WHAT THE EXERCISE ASKS :: Write each entry again exactly as shown, but without the images it holds.

= Beginning of Section =

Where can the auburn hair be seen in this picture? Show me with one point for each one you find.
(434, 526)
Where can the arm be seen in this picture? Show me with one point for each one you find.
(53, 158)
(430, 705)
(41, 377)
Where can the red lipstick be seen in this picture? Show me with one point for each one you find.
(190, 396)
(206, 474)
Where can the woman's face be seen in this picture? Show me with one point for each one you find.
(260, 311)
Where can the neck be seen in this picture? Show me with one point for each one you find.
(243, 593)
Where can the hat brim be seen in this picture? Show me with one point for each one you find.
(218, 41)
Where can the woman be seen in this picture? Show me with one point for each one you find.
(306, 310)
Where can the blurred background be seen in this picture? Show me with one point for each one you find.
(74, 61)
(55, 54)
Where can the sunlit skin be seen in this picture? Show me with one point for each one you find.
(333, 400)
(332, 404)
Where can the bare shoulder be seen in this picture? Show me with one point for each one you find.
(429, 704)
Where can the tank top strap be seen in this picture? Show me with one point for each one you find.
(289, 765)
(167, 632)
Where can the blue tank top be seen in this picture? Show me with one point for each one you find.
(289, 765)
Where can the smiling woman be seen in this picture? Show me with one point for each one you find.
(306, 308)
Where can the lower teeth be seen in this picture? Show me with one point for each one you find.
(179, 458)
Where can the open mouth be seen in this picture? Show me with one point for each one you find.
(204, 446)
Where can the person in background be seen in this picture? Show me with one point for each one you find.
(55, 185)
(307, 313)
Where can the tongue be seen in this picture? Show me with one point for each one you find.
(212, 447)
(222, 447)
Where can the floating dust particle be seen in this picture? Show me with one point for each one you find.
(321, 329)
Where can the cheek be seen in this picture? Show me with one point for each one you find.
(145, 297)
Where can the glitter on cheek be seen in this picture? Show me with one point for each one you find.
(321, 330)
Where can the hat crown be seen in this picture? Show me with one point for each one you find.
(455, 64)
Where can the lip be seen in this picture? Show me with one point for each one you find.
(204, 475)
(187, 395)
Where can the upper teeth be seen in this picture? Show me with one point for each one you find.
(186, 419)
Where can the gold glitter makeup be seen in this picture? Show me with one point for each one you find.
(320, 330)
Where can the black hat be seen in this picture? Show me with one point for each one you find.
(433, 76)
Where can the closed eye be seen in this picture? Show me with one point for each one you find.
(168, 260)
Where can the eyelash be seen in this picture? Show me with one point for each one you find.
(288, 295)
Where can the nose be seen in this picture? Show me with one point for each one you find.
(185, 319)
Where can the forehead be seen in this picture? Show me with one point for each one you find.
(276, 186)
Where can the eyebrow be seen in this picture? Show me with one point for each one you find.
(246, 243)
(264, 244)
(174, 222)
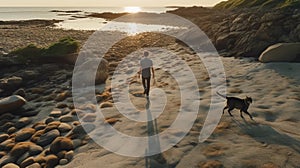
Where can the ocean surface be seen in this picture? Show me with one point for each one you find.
(74, 17)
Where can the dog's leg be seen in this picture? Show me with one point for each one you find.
(230, 109)
(248, 114)
(226, 107)
(241, 112)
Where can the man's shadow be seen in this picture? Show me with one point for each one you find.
(267, 134)
(157, 160)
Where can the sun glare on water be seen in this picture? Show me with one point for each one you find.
(132, 9)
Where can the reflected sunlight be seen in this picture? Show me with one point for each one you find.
(132, 9)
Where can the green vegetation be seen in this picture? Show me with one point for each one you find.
(262, 4)
(59, 49)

= End of Section =

OUTPUT FOR THIS TASK ::
Where can the auburn hair be seen in this picture? Show me with one point for each one you find.
(434, 526)
Where can the arm be seen in this picture? Show me with one point for each one you find.
(53, 158)
(430, 705)
(41, 377)
Where can the red lipstick be seen in this picture? Show me with one point for each one you find.
(190, 396)
(206, 474)
Where can the woman's face be seen in this picture? Show me with one point for each one you find.
(260, 311)
Where can the neck be seen in this picture? Show me with one point for each one you find.
(243, 593)
Where can the hat brim be seen in this picture? Show me with one point for each one you find.
(218, 41)
Where can the woman be seen in this picture? Show me with one point for each one you find.
(306, 310)
Where can the blurred background be seen in this picture? Show me with one point for each one you find.
(74, 61)
(55, 54)
Where can the sunlit skin be seen in this picture? Show me with one point for each one you find.
(333, 400)
(332, 404)
Where can the bare shoulder be seen in this picture? Show me with one point for each one you find.
(429, 704)
Where can the tank top strap be seen in this picture? Show me with one point for each one you find.
(289, 765)
(167, 632)
Where can the blue tank top be seen in this picture? Show me with one point for each one you find.
(289, 765)
Where can the smiling woman be seen in this picture? Show me with one point for each one you find.
(306, 308)
Where can the lower teeth be seen in this picture? Show me with one point for each one you find.
(179, 458)
Where can the open mouth be seen in this picture? Show me with one point for each one you find.
(204, 446)
Where can the person in background be seen in this picture? Show me with one point for each one you find.
(55, 185)
(307, 313)
Where can the tongue be seen in this picture? Show me with one point for each one you find.
(212, 447)
(222, 447)
Where can the floating dust particle be seen in this picture? Show me with one point for each one you find.
(321, 329)
Where can the cheek be seen in this picture? Show me with one point for each one you find.
(145, 297)
Where can the glitter on cheek be seen in this picture? Show me with one point for each one you find.
(321, 330)
Where can the hat crown be seen in this picture? Show me with one point for each one you find.
(455, 64)
Where can the lip be seen in this picture? Show me with one point for each one you find.
(204, 475)
(187, 395)
Where can the upper teeth be seen in this picture? Show me with one point for each one you find.
(186, 419)
Where can the gold glitter makeup be seen in this picture? Show me with one point for each one you find.
(320, 330)
Where can the black hat be seen in this picture? Show me with one point for each one you find.
(433, 76)
Where can the closed eye be seen in this picture? Show me with one point for each one you find.
(168, 260)
Where can the eyelash be seen in this picture? Show me with one point for each one you find.
(288, 295)
Where can the nose be seen in this picture? Show me with one point for each one you find.
(185, 319)
Where can the forehead be seen in this picture? Show me with one point for each one you find.
(276, 186)
Where can the eyebrow be seen in this picture? Show me with one point for each one you find.
(246, 243)
(264, 244)
(174, 222)
Where can the ocean surface be seen in this picture? Show me with one point for each one you find.
(74, 17)
Where can the dog's leg be seen in this picture? Show me with one point for each one you find.
(230, 109)
(248, 114)
(226, 107)
(241, 112)
Where can the man's shadow be seen in this picture? Show me with one point for each one you find.
(267, 134)
(157, 160)
Where can the sun glare on water be seen in this picture? Show me with one point for each one you find.
(132, 9)
Where can the reflected sunlight be seen in this picture? Show me with one point for each one you find.
(132, 9)
Where can the green vegetation be seen in this picture? Show me with one point for each one you find.
(262, 4)
(59, 49)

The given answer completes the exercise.